**Aim**:
Reproduce the text on the National Japanese American Historical Society starting at "The organization is" and ending at "Sites Grant Program.", substituting "registered" for "incorporated".

National Japanese American Historical Society
- Abbreviation: NJAHS
- Formation: 1980; 46 years ago
- Type: Nonprofit Historical Society
- Headquarters: Japantown
- Website: https://njahs.org

= National Japanese American Historical Society =

San Francisco non-profit organization

The National Japanese American Historical Society (全米日系人歴史協会, Zenbei Nikkeijin Rekishi Kyōkai) is an American 501(c) 3 non-profit organization based in Japantown in San Francisco, California.

The organization is dedicated to collecting, preserving and sharing historical information and authentic interpretation about the experience of Japanese Americans. As part of its mission, it hosts rotating exhibits, archives, and education programs aimed at education beyond the Japanese-American community with a particular focus on the incarceration of Japanese Americans during World War II.

The organization was founded in 1980 and incorporated in 1981. It is headquartered at the former site of the Uoki Sakai Fish Market at 1684 Post Street in San Francisco. The organization has received funding from the National Park Service's Japanese American Confinement Sites Grant Program.

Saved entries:
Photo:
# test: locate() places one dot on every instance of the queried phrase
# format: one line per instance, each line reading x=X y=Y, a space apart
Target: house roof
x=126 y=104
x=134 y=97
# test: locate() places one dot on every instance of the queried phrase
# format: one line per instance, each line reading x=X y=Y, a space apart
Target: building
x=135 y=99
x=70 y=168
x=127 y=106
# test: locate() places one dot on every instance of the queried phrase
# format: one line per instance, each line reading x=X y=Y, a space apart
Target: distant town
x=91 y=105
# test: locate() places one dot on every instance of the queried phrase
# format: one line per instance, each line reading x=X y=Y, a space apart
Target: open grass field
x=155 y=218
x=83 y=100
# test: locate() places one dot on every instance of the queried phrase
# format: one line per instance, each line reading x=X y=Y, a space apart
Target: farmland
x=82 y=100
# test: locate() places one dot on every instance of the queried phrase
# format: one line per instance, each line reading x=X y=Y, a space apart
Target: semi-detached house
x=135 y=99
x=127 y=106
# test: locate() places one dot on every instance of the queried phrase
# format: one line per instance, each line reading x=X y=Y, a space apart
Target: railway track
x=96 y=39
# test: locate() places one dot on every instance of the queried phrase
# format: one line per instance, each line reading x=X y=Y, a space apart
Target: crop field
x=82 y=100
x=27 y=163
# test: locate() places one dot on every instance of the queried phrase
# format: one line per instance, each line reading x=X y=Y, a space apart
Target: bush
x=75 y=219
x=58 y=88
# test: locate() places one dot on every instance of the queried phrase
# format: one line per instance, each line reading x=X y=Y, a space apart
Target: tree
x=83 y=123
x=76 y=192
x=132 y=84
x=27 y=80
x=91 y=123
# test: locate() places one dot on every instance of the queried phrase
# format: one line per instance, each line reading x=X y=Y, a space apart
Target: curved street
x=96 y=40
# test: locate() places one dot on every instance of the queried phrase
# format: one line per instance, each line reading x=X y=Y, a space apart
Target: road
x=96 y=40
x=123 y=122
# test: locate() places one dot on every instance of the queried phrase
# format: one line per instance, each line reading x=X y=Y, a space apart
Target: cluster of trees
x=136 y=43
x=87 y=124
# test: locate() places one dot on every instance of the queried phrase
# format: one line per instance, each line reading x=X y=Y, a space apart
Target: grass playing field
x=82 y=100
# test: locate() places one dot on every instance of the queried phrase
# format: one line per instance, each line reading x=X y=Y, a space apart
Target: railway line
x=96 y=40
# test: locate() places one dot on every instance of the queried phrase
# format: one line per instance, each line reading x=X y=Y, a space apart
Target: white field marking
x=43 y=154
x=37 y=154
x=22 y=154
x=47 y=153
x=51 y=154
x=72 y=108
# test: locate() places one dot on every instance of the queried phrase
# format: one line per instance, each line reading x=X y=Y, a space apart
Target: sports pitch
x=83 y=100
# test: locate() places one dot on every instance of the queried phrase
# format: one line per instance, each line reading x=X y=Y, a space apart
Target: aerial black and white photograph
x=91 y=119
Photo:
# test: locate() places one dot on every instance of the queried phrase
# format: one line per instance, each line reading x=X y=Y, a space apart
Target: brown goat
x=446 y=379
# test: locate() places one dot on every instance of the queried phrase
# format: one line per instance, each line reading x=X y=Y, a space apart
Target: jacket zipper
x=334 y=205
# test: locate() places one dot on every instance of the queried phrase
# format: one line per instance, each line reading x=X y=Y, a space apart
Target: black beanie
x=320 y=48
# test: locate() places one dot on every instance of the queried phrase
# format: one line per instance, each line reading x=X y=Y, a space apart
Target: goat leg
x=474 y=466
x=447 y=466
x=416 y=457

**Result of this exercise**:
The organization is dedicated to collecting, preserving and sharing historical information and authentic interpretation about the experience of Japanese Americans. As part of its mission, it hosts rotating exhibits, archives, and education programs aimed at education beyond the Japanese-American community with a particular focus on the incarceration of Japanese Americans during World War II.

The organization was founded in 1980 and registered in 1981. It is headquartered at the former site of the Uoki Sakai Fish Market at 1684 Post Street in San Francisco. The organization has received funding from the National Park Service's Japanese American Confinement Sites Grant Program.